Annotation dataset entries
★ ★ ★ ★ ★

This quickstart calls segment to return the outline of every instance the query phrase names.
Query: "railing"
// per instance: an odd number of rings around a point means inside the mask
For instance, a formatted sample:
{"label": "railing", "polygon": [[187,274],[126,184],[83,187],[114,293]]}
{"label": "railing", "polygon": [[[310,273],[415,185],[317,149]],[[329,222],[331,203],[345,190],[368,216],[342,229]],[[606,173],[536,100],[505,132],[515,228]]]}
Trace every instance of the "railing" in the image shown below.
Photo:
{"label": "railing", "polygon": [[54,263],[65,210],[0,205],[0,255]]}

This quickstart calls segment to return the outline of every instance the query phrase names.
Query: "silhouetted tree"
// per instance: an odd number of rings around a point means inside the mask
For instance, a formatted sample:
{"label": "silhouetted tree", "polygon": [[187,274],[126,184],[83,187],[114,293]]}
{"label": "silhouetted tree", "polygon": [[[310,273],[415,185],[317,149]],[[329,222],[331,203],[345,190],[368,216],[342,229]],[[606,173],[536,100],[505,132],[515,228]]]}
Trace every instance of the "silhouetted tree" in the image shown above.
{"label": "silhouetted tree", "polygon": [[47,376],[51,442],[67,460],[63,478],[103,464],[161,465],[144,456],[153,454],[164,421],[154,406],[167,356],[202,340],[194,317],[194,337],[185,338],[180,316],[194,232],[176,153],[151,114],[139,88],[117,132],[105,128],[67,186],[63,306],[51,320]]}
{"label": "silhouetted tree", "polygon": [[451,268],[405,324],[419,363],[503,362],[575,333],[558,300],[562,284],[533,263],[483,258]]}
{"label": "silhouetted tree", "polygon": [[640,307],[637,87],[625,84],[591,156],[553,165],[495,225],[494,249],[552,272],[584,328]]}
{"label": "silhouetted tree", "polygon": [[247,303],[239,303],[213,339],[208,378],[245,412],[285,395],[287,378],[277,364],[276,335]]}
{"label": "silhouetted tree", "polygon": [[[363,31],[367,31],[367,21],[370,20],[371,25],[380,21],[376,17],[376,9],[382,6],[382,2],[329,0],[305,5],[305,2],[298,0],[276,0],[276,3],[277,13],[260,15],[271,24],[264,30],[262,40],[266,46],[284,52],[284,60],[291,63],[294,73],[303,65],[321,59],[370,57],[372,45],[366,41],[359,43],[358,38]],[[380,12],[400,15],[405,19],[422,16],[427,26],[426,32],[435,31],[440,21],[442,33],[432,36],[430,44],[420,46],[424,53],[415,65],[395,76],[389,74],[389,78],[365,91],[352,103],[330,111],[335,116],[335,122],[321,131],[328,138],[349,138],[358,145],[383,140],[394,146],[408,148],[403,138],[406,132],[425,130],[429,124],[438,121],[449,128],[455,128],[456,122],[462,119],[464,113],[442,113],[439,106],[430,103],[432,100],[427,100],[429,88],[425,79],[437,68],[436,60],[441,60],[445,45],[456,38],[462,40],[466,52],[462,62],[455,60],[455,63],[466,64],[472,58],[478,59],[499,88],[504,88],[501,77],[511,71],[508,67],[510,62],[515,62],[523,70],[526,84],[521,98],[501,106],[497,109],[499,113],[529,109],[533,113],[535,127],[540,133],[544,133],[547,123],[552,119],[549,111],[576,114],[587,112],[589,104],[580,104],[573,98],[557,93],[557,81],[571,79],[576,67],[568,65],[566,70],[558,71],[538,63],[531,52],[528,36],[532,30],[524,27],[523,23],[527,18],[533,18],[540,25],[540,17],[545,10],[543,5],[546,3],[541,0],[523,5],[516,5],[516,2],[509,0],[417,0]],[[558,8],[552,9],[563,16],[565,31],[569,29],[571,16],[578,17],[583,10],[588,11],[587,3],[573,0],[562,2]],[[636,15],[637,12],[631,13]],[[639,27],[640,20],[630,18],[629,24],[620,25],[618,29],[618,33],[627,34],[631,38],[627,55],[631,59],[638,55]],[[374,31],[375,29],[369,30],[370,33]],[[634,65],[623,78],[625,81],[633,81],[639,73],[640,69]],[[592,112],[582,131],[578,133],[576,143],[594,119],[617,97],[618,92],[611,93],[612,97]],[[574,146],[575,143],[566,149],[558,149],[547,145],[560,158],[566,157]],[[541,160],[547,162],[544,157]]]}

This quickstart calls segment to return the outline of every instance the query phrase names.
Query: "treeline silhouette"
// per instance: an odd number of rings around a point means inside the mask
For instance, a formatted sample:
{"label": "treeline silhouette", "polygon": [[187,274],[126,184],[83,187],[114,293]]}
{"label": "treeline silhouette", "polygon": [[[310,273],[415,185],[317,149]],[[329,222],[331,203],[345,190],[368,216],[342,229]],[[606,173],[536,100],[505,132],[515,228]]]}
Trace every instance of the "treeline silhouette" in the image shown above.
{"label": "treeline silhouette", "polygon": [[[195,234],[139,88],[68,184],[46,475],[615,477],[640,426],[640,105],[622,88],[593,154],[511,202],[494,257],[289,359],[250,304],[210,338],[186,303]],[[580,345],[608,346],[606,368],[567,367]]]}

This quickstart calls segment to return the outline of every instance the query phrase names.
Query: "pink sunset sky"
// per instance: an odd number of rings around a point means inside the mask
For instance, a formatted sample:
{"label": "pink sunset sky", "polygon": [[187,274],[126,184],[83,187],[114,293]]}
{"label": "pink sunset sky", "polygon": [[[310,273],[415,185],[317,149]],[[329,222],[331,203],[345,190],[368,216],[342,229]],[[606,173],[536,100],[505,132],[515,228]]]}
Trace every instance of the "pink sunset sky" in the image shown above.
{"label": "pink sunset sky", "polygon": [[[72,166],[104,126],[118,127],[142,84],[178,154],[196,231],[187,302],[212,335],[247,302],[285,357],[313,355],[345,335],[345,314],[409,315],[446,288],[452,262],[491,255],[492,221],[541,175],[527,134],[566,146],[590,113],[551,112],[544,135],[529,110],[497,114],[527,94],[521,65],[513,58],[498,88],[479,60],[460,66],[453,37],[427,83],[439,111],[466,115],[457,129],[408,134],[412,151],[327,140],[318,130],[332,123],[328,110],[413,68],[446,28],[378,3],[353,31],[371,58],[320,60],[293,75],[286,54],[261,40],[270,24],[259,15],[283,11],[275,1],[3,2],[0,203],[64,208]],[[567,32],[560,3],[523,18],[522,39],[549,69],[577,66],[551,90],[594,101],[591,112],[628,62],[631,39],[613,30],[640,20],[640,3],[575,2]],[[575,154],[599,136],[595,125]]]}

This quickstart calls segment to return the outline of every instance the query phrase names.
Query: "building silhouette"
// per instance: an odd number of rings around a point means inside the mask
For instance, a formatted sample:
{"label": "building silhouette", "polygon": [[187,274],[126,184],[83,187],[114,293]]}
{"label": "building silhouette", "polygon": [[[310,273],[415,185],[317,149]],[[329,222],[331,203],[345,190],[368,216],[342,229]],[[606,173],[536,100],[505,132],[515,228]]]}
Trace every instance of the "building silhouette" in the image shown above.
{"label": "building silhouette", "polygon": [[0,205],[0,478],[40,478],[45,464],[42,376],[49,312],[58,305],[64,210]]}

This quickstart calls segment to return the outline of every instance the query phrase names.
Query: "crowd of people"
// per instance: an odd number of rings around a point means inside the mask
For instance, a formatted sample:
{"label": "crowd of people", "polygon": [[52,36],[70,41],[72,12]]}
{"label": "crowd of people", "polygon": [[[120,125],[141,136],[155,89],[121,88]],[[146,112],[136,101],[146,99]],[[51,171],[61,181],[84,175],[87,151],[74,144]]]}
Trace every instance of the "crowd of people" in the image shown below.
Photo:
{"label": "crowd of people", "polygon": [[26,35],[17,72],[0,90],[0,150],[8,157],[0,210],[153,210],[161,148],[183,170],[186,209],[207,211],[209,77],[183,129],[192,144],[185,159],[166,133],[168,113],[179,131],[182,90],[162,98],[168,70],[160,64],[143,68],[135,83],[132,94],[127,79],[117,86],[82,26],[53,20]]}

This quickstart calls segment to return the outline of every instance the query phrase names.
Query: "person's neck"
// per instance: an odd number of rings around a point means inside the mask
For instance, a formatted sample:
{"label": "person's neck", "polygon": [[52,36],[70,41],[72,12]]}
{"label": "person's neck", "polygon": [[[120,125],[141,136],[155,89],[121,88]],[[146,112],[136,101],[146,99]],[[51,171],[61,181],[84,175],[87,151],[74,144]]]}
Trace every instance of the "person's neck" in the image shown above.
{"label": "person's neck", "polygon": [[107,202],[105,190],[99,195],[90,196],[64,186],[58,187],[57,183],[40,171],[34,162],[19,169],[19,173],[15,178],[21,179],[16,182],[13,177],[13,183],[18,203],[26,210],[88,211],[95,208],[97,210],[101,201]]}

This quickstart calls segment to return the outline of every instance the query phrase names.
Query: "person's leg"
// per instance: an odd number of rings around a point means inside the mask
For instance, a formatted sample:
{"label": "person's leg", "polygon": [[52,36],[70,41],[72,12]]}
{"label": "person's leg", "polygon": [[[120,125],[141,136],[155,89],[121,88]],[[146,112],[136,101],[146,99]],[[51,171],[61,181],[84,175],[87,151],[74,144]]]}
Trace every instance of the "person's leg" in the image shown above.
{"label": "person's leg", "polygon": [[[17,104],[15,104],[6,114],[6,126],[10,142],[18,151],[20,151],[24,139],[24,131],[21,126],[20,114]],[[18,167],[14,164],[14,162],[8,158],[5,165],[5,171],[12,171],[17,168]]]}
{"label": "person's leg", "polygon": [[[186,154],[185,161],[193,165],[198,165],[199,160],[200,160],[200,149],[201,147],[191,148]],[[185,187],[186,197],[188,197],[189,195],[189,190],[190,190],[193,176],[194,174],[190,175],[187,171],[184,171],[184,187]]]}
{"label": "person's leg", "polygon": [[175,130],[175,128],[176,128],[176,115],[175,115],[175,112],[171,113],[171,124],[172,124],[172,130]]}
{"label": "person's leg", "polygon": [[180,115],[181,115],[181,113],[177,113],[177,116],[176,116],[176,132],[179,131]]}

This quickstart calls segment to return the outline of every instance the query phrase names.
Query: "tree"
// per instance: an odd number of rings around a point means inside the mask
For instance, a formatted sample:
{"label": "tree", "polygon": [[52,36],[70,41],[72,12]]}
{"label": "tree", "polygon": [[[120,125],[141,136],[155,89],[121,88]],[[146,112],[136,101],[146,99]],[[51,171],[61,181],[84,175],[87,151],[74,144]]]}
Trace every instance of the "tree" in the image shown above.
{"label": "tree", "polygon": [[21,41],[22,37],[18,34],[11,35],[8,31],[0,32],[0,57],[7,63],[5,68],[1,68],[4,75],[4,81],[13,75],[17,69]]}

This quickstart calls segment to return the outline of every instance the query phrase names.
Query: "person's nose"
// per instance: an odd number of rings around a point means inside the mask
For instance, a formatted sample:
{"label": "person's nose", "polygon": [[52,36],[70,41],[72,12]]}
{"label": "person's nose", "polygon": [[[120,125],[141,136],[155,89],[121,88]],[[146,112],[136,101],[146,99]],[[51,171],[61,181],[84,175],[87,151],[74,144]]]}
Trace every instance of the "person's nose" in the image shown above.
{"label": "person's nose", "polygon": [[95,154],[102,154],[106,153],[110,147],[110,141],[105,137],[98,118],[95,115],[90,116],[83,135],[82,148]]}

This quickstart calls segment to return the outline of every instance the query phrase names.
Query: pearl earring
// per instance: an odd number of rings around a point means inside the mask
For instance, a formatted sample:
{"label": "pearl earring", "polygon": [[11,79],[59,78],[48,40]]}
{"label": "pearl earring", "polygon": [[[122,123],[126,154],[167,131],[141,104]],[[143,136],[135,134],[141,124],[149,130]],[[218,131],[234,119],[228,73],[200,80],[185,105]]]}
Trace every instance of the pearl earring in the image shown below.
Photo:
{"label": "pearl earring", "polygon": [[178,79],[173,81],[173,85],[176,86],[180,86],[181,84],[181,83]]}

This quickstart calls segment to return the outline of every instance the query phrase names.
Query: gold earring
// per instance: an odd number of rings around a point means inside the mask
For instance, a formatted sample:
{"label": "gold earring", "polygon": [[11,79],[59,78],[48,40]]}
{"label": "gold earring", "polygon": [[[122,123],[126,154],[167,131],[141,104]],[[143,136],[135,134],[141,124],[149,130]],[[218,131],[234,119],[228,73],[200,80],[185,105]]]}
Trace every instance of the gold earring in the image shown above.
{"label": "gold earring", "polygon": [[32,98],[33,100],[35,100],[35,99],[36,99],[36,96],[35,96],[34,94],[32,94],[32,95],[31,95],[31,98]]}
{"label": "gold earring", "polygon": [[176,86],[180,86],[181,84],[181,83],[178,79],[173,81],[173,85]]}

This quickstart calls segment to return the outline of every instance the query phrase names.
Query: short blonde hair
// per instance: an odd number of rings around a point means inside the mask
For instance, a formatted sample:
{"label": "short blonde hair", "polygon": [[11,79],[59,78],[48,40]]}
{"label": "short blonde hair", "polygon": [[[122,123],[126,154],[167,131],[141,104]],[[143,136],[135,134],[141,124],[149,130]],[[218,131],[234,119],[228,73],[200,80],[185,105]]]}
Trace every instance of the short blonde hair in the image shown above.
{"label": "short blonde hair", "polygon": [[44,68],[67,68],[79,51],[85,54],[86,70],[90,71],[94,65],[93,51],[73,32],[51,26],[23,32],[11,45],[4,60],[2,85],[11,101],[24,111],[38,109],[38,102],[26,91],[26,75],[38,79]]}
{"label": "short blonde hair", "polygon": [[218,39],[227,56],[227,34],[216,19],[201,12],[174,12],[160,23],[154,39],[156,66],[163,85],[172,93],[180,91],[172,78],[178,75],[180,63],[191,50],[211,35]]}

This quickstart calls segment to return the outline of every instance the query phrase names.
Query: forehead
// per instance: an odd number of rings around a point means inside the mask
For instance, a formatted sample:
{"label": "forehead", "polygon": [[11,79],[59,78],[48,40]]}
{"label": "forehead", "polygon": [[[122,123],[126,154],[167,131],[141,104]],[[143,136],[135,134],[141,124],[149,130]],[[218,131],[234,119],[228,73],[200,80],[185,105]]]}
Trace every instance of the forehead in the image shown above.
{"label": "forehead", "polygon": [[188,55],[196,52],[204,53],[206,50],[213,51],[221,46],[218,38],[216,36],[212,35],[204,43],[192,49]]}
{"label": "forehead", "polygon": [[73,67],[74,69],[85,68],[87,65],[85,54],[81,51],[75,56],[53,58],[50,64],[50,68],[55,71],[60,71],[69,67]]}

★ ★ ★ ★ ★

Direction - Which lines of the material above contain the word "building"? Copy each of them.

Answer to this task -
Query: "building silhouette"
{"label": "building silhouette", "polygon": [[187,274],[126,184],[83,187],[114,293]]}
{"label": "building silhouette", "polygon": [[[310,273],[415,185],[317,149]],[[329,222],[331,203],[345,190],[368,216],[342,229]],[[606,173],[536,100],[505,132],[515,228]]]}
Trace every instance of the "building silhouette" in the image shown above.
{"label": "building silhouette", "polygon": [[0,205],[0,478],[40,478],[45,464],[42,376],[49,312],[58,305],[64,210]]}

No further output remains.